TASK GOAL:
Locate every line below that contains the word "grass" and copy each of those lines in full.

DATA SHOWN:
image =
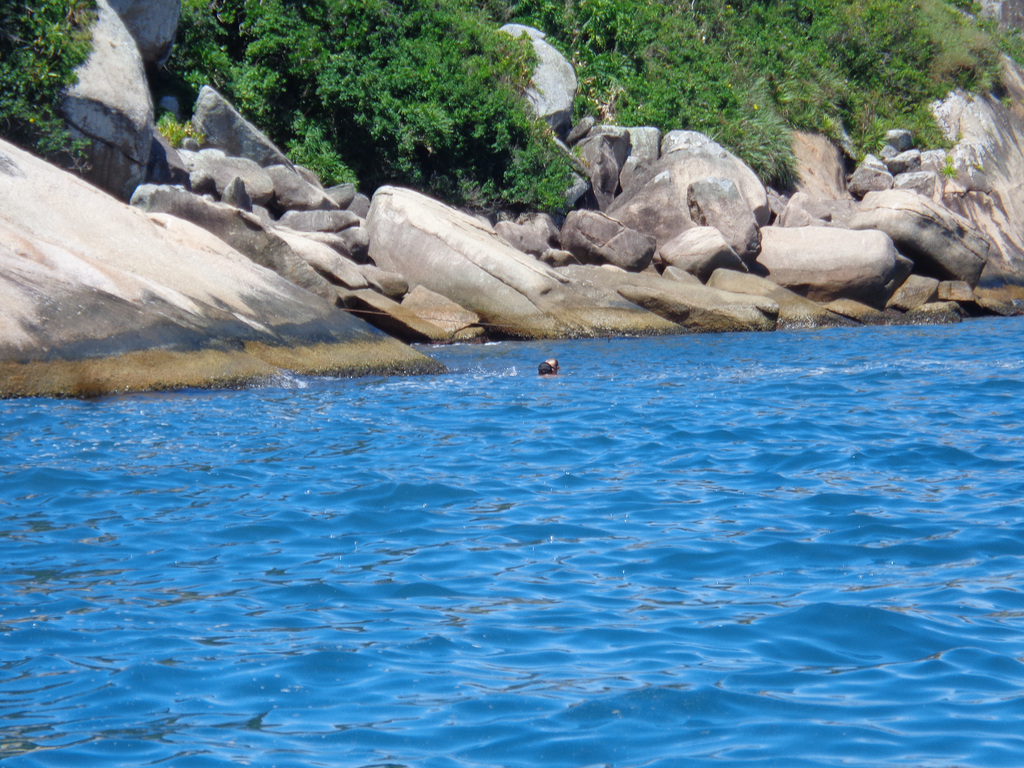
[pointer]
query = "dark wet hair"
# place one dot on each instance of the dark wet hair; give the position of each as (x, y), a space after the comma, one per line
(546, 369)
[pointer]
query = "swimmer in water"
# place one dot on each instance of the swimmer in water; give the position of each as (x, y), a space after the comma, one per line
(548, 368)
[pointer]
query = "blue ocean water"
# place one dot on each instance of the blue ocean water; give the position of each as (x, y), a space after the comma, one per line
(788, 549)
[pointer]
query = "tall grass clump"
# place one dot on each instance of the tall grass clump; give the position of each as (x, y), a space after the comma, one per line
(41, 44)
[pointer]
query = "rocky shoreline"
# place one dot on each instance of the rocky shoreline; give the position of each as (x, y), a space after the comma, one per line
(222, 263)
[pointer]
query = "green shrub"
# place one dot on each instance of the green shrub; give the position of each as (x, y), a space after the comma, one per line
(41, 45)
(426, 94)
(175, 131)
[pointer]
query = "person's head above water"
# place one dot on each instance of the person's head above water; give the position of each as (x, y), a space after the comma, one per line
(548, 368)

RESULT OF THE EXERCISE:
query = "tall grass clump"
# place one dot on each instance of the tall grass clump; give the position of each as (x, y), a space after the comma, one per line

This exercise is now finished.